Source extract
May 22, 2014, 8:00 AM, Posted by Michael Painter

Osmosis Logo Image credit: Knowledge Diffusion

This post was originally published on The Health Care Blog by Shiv Gaglani, Ryan Haynes, and Michael Painter, MD.

Earlier this month Shiv and Ryan published a piece in the Annals of Internal Medicine, entitled What Can Medical Education Learn from Facebook and Netflix? We chose the title because, as medical students, we realized the tools our classmates are using to socialize and watch TV use more sophisticated algorithms than the tools we use to learn medicine.

Requirement 1
In the blog post on medical education, rewrite the passage between "Earlier this month" and "to learn medicine.", inclusive, substituting "Twitter" for "Facebook".
Requirement 2
Answer these questions from the blog post on medical education:
(a) Who wrote the post?
(b) Where was the post first published?
(c) In which journal did Shiv and Ryan publish their piece?
Requirement 3
Write the next part of the blog post on medical education, starting after its last sentence.

Records provided
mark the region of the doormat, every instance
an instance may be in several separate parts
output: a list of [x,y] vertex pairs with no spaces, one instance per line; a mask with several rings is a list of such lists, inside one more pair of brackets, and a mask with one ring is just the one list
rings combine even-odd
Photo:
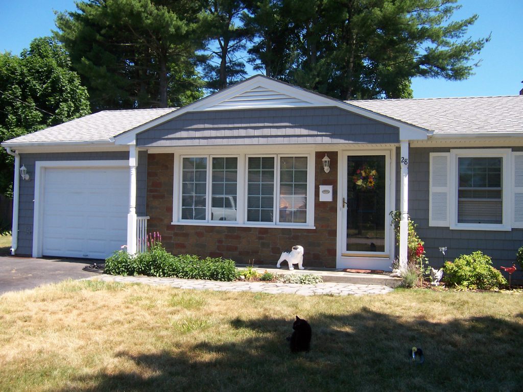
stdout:
[[344,272],[353,272],[353,273],[384,273],[384,271],[381,270],[353,270],[350,268],[346,268],[342,270]]

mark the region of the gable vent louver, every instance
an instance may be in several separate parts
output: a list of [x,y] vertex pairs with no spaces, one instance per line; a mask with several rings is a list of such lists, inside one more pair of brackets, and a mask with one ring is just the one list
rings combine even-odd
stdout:
[[263,108],[310,106],[312,103],[282,93],[258,86],[222,101],[209,109]]

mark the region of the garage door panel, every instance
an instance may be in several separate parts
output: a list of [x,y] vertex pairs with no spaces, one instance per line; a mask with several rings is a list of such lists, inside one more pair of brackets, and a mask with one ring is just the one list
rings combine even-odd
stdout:
[[105,258],[127,243],[126,168],[48,168],[44,185],[43,253]]

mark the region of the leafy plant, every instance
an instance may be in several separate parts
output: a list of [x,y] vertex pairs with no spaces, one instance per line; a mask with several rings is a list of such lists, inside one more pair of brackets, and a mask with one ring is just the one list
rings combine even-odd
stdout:
[[248,266],[247,268],[242,271],[240,273],[245,277],[246,280],[252,280],[260,276],[259,273],[252,266]]
[[523,270],[523,246],[518,249],[516,253],[516,262],[518,263],[519,270]]
[[[396,236],[396,245],[400,245],[400,221],[401,212],[399,211],[391,211],[390,215],[391,224],[394,227]],[[425,243],[421,240],[416,227],[417,226],[409,216],[407,218],[408,234],[407,237],[407,273],[415,269],[417,274],[417,280],[420,283],[426,275],[430,273],[428,259],[425,256]]]
[[124,250],[106,260],[105,272],[112,275],[146,275],[185,279],[233,281],[237,269],[232,260],[184,255],[174,256],[162,245],[159,233],[149,234],[147,251],[135,256]]
[[320,275],[315,275],[309,273],[302,274],[282,274],[278,275],[277,279],[282,283],[299,283],[300,284],[315,284],[323,282],[323,278]]
[[507,284],[501,273],[492,267],[491,258],[481,251],[462,255],[443,266],[442,281],[447,286],[491,290]]
[[419,272],[416,266],[413,264],[407,264],[407,270],[405,271],[402,279],[403,280],[402,280],[400,285],[402,287],[411,289],[417,285]]
[[260,276],[260,280],[263,281],[264,282],[268,282],[271,280],[274,280],[275,278],[276,278],[276,274],[271,273],[271,272],[266,271],[261,276]]
[[104,272],[111,275],[134,275],[133,257],[127,250],[118,250],[105,259]]

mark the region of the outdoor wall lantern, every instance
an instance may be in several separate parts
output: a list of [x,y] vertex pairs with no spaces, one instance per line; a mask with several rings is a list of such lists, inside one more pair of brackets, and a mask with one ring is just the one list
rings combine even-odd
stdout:
[[29,179],[29,175],[27,174],[27,169],[24,165],[20,168],[20,176],[22,177],[22,179],[26,181],[28,181]]
[[322,159],[322,162],[323,163],[323,170],[325,170],[326,173],[328,173],[331,171],[331,159],[327,156],[326,154],[323,157],[323,159]]

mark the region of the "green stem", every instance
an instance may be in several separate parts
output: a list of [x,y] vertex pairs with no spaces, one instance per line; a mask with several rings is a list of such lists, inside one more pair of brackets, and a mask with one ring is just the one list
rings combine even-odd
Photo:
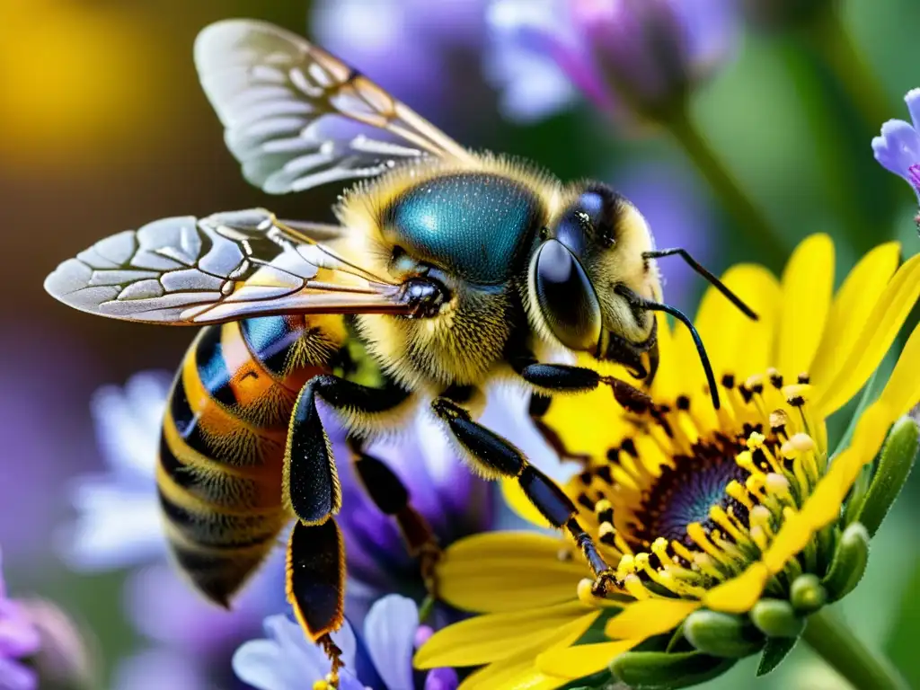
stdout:
[[802,638],[857,690],[909,690],[898,670],[860,642],[827,608],[808,618]]
[[804,27],[804,33],[834,71],[871,131],[891,118],[888,97],[844,28],[838,11],[831,9],[820,13],[814,21]]
[[661,119],[687,156],[711,185],[719,201],[733,216],[738,228],[752,245],[763,252],[762,261],[780,269],[788,255],[786,242],[767,221],[766,216],[744,193],[712,146],[690,119],[684,108],[677,108]]

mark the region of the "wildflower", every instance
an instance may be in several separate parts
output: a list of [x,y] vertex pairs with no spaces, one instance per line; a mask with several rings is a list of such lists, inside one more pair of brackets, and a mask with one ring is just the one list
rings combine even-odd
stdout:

Response 1
Earlier this month Shiv and Ryan published a piece in the Annals of Internal Medicine, entitled What Can Medical Education Learn from Twitter and Netflix? We chose the title because, as medical students, we realized the tools our classmates are using to socialize and watch TV use more sophisticated algorithms than the tools we use to learn medicine.

Response 2
(a) Shiv Gaglani, Ryan Haynes, and Michael Painter, MD
(b) The Health Care Blog
(c) The Annals of Internal Medicine

Response 3
What if the same mechanisms that Facebook and Netflix use—such as machine learning-based recommender systems, crowdsourcing, and intuitive interfaces—could transform how we educate our health care professionals? For example, just as Amazon recommends products based on other items that customers have bought, we believe that supplementary resources such as questions, videos, images, mnemonics, references, and even real-life patient cases could be automatically recommended based on what students and professionals are learning in the classroom or seeing in the clinic. That is one of the premises behind Osmosis, the flagship educational platform of Knowledge Diffusion, Shiv’s and Ryan’s startup. Osmosis uses data analytics and machine learning to deliver the best medical content to those trying to learn it, as efficiently as possible for the learner. Since its launch in August, Osmosis has delivered over two million questions to more than 10,000 medical students around the world using a novel push notification system that syncs to student curricular schedules.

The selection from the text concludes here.